Short problem. Rewrite the items beginning with the line containing "point_to(query) returns, for every instance of the dark wooden" and continuing through the line containing "pixel 169 464", swapping every "wooden" for "walnut" and leaving everything else untouched.

Data to use.

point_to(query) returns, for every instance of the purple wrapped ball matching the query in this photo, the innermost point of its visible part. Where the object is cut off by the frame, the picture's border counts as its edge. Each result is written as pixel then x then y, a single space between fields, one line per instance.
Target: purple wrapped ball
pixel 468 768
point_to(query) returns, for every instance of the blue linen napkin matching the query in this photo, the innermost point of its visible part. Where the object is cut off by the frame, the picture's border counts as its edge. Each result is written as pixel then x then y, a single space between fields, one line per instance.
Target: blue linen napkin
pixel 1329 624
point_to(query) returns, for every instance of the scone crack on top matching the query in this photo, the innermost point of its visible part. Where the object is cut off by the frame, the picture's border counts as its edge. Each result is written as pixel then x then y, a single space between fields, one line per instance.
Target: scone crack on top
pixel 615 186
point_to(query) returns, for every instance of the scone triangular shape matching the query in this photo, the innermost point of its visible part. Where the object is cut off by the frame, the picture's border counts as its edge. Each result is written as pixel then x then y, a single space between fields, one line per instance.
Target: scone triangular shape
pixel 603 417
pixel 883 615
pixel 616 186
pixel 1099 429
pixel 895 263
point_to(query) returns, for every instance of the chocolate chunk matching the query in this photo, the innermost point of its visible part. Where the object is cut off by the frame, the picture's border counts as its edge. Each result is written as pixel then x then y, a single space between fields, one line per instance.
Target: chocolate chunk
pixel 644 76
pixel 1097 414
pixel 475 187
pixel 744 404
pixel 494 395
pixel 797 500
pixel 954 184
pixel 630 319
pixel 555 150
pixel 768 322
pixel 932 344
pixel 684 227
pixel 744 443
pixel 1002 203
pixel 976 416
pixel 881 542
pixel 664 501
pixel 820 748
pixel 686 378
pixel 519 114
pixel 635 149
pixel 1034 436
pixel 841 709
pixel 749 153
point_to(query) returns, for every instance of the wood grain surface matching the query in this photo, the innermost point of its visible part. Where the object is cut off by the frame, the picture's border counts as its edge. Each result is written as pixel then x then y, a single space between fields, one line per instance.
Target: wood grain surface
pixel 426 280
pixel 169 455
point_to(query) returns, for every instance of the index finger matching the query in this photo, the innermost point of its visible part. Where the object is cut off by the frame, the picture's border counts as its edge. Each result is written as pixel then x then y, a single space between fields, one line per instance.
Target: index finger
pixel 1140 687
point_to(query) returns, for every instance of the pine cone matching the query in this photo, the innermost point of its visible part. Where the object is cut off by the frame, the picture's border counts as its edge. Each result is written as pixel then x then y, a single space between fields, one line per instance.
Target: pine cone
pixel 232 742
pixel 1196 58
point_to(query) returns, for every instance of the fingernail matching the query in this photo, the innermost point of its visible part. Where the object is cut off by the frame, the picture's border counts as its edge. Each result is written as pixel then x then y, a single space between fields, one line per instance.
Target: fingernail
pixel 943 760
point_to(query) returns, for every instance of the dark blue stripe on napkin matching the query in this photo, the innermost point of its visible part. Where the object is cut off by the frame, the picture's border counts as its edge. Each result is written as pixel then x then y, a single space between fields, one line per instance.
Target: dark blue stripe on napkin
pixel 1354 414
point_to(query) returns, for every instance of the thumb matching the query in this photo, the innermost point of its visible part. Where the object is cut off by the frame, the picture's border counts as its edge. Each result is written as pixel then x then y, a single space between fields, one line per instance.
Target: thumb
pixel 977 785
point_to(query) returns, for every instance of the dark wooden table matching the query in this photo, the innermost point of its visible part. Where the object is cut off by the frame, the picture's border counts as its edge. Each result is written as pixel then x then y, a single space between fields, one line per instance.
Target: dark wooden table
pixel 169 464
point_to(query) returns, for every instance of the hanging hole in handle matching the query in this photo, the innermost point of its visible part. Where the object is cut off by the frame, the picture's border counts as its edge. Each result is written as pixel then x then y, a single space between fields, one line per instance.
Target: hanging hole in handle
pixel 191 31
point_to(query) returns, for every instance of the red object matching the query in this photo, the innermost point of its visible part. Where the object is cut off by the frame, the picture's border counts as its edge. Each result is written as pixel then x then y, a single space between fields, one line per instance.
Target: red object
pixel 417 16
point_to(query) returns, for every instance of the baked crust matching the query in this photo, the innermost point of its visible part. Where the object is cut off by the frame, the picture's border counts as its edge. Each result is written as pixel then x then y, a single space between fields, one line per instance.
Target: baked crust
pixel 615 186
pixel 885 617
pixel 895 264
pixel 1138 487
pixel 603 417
...
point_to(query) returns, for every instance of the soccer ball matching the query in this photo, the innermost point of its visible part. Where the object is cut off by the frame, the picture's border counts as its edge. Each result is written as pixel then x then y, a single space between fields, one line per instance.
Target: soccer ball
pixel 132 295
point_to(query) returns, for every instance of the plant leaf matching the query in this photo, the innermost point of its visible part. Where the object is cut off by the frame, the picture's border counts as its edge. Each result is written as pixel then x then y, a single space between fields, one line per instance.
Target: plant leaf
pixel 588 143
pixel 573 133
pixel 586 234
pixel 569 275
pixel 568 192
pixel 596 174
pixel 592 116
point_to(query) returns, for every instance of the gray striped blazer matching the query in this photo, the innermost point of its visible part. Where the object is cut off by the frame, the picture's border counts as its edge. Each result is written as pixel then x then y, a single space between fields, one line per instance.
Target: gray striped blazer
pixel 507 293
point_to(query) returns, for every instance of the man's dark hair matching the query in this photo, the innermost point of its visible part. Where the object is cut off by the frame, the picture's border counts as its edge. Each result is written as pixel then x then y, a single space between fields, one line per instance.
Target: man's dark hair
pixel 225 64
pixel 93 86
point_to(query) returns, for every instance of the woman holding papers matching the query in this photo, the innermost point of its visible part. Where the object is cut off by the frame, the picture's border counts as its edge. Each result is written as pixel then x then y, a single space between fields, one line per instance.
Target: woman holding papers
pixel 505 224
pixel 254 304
==
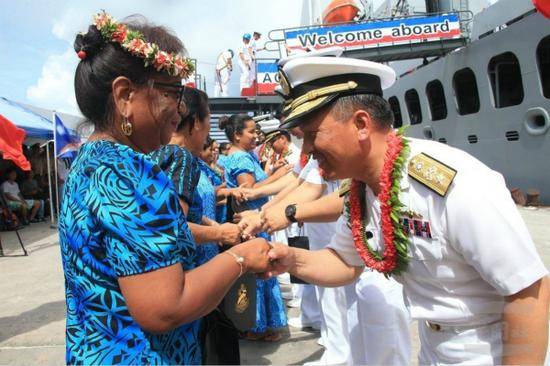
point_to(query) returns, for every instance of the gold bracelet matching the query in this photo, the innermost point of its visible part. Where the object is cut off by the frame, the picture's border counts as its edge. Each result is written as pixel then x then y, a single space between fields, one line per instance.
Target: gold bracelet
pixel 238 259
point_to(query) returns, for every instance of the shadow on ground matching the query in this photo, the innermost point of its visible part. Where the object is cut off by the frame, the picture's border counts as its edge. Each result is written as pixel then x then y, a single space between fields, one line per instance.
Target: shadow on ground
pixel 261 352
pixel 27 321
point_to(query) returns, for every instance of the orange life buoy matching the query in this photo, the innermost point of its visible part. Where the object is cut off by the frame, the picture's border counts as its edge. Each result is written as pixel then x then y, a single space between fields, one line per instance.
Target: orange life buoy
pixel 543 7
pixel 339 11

The output.
point_to(query) returns, for every instance of the dark walnut table matching the query in this photo, the innermost point of its visible part. Where the object is cut off by the frame, the picture's border counts as its edge. Each result is written as pixel then x then y, a single space between fields, one line per instance.
Target: dark walnut table
pixel 169 464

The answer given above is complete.